A few days ago I posted on the forthcoming exhibition, Preservation on the Edge, at the Urban Center in New York. As an accompaniment to that exhibition, this Tuesday, June 27, the Municipal Art Society is presenting A Eulogy to the East River's Industrial Waterfront. Various excellent speakers, including the Municipal Art Society's Frank Sanchis and historian Jeffrey Kroessler, will "eulogize" six buildings that have either recently disappeared or are in imminent danger of disappearing. Yours truly will present historical background on the six buildings. The event lasts from 6:30 to 8:30 and there will be wine. (That's what usually tips me toward attending an event.)
The buildings are: the Sohmer Piano factory in Astoria, Queens (endangered); the Long Island City Power Plant in Long Island City (altered); the Greenpoint Terminal Market ("mysteriously" immolated) in Greenpoint, Brooklyn; Cass Gilbert's Austin, Nichols warehouse (not gone but a goner) in Williamsburg, Brooklyn; the Domino Sugar Refinery in Williamsburg; and the Waterside power plant in Manhattan (gone).

Source material:
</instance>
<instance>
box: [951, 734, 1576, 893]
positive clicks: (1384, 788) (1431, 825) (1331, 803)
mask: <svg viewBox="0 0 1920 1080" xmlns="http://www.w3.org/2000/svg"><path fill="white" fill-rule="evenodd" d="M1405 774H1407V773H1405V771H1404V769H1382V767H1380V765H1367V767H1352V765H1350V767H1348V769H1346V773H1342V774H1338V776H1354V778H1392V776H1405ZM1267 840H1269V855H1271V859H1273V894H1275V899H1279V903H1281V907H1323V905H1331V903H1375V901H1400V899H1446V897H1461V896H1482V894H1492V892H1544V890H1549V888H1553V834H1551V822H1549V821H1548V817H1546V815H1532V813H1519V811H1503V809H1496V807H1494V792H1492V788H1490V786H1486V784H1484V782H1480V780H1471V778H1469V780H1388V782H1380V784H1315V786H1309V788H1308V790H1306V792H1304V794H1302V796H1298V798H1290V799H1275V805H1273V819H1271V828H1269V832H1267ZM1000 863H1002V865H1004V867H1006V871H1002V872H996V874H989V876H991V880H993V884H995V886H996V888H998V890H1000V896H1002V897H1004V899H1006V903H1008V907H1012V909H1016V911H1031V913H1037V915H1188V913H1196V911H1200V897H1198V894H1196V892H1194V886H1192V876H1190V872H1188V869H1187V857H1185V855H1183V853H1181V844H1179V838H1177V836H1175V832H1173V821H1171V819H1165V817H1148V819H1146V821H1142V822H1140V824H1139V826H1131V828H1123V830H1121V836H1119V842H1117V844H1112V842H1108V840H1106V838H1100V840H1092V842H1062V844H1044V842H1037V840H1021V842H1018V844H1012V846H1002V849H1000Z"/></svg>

Questions on the material:
1 > In the post about the East River waterfront eulogy, what hours does the event run?
2 > Copy everything in the post about the East River waterfront eulogy from "The buildings are: the" down to "in Manhattan (gone).".
3 > Carry on the post about the East River waterfront eulogy from the point where it stops.

Answers to this exercise:
1 > From 6:30 to 8:30.

2 >
The buildings are: the Sohmer Piano factory in Astoria, Queens (endangered); the Long Island City Power Plant in Long Island City (altered); the Greenpoint Terminal Market ("mysteriously" immolated) in Greenpoint, Brooklyn; Cass Gilbert's Austin, Nichols warehouse (not gone but a goner) in Williamsburg, Brooklyn; the Domino Sugar Refinery in Williamsburg; and the Waterside power plant in Manhattan (gone).

3 >
Cass Gilbert's "Egyptian"-style Austin, Nichols warehouse from 1913, the same year as his Woolworth Building. Its well-deserved designation as a New York City landmark was overturned by the city council. Its stretch of Williamsburg waterfront has been rezoned for high-rise residential construction.
Brooklyn's Domino Sugar Refinery, a vast complex including several 1880s Romanesque revival buildings reminding us that sugar refining was one of the principal industries that made New York great. With the plant's closing in 2004, the following year was the first year in 275 years that there was not a working sugar refinery within the present boundaries of the five boroughs.
The Waterside generating plant in Manhattan, the one that made it into Henry Hope Reed's Beaux-Arts Architecture in New York, as it looked then...
...and as it looks now.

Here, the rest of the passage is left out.